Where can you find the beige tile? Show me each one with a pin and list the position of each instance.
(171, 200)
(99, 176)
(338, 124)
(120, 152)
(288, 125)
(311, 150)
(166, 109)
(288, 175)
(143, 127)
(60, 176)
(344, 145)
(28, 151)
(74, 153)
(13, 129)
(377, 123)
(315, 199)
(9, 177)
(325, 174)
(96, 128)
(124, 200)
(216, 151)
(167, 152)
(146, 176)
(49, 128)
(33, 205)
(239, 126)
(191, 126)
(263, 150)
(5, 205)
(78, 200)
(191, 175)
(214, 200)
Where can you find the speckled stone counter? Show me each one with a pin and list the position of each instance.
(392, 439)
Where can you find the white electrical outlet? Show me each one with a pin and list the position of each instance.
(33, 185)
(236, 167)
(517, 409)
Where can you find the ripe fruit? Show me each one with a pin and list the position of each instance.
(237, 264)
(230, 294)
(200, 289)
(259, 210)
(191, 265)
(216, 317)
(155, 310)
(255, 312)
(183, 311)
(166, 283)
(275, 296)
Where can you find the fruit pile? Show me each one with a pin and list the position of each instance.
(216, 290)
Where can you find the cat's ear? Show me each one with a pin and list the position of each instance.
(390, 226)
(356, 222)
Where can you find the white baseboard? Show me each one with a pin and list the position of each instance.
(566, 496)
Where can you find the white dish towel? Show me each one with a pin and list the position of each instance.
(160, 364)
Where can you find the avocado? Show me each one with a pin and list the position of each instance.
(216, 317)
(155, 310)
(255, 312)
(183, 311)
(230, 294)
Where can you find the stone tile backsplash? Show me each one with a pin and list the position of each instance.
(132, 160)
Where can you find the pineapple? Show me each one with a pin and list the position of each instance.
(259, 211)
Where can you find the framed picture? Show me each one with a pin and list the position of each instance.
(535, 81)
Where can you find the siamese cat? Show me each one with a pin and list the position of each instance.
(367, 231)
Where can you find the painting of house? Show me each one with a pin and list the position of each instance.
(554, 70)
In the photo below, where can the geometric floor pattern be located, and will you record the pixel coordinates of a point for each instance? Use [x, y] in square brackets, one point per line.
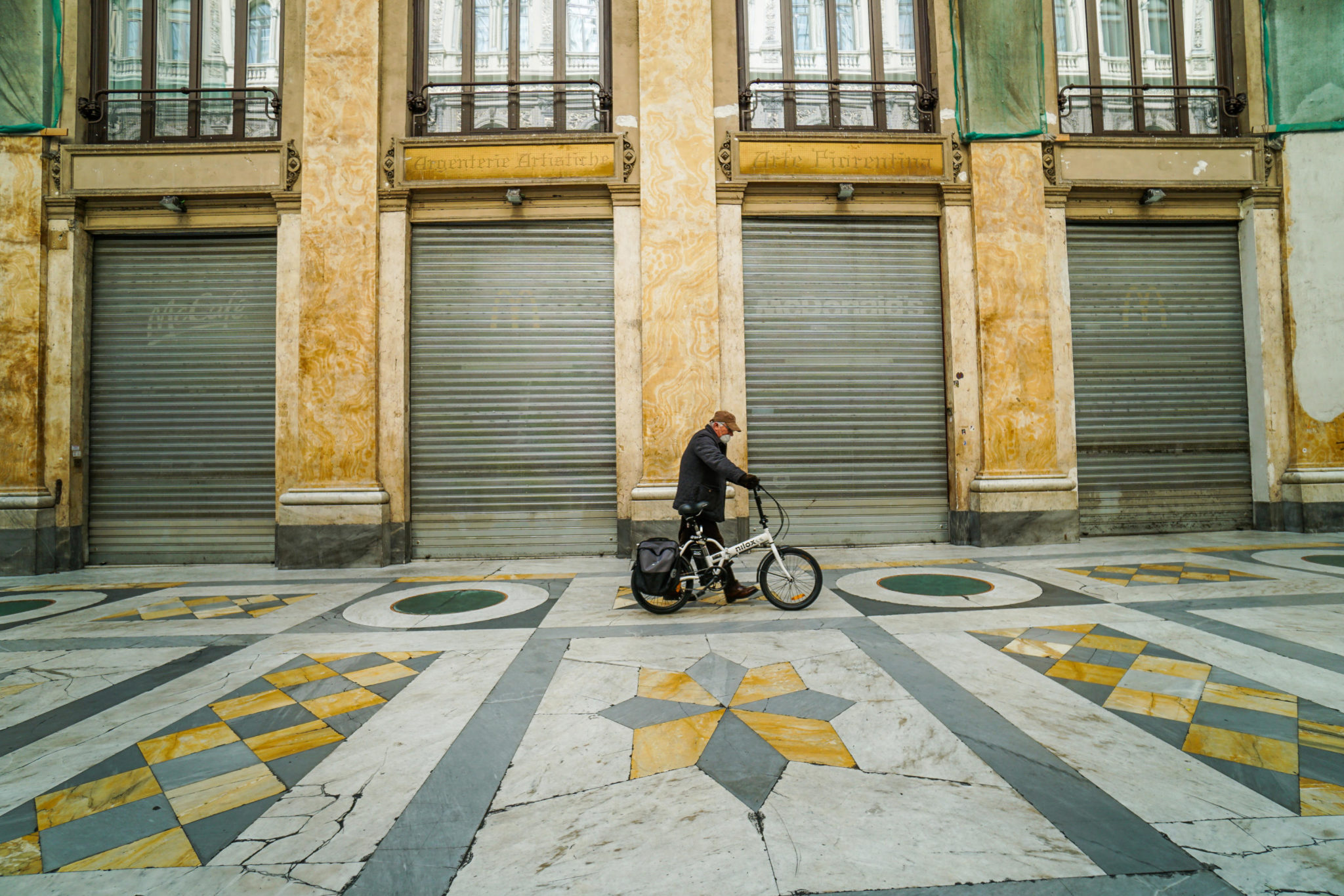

What you have to do: Rewrite every line above as a numbered list, omitting blank lines and leaving out the picture.

The response:
1. Where can you find the beige tile? Show me each one with a pin and list the position of each instance.
2. (171, 200)
3. (99, 176)
4. (338, 124)
5. (120, 152)
6. (288, 125)
7. (311, 150)
8. (166, 109)
9. (288, 175)
10. (143, 127)
11. (60, 176)
12. (344, 145)
13. (28, 151)
14. (74, 153)
15. (13, 129)
16. (377, 123)
17. (315, 199)
18. (9, 177)
19. (325, 174)
20. (96, 128)
21. (124, 200)
22. (216, 151)
23. (167, 152)
24. (146, 176)
25. (49, 128)
26. (33, 205)
27. (239, 126)
28. (191, 126)
29. (263, 150)
30. (5, 205)
31. (78, 200)
32. (191, 175)
33. (214, 200)
34. Where can you find the speckled stone counter? Show me each one with a pin and list the position of each instance.
35. (392, 439)
36. Where can you find the white electrical outlet? Show me each one with a pin and list the position of each instance.
37. (33, 185)
38. (236, 167)
39. (517, 409)
40. Where can you find the ripe fruit? Show me each one with a pin and list the position of each instance.
41. (237, 264)
42. (230, 294)
43. (200, 289)
44. (259, 210)
45. (191, 265)
46. (216, 317)
47. (155, 310)
48. (255, 312)
49. (183, 311)
50. (166, 283)
51. (275, 296)
52. Where can you find the fruit pile? Show me each one with a pin and list the position of each instance.
53. (216, 290)
54. Where can you find the cat's ear? Show me each one with a pin and list the position of each instance.
55. (390, 226)
56. (356, 222)
57. Where can you find the white baseboard? Show me each one with a pin and list the position of each instance.
58. (566, 496)
59. Where can you find the white dish towel? Show me each one with a pin and list the position of each instance.
60. (160, 364)
61. Where can you find the avocado? Show me each one with a pin and list the position of each instance.
62. (216, 317)
63. (155, 310)
64. (255, 312)
65. (183, 311)
66. (230, 294)
67. Where can you find the stone tile backsplash? Show me each one with a pin and list the position of each instance.
68. (132, 160)
69. Where can you find the pineapple? Show me each one with a pin and list the position of each instance.
70. (259, 211)
71. Where can you find the framed picture? Show me each one with a pin and list the position of each instance.
72. (535, 81)
73. Where can you find the siamese cat? Show me each one with a pin and list the position of each instance.
74. (367, 231)
75. Where can you find the painting of house? Show me each one with a pin and list the position of each instance.
76. (554, 70)
77. In the photo below, where can the geometric floor pattern be located, and will you record the pixel coordinates of a point for each instance? Use [x, y] in square brackets, one point per line.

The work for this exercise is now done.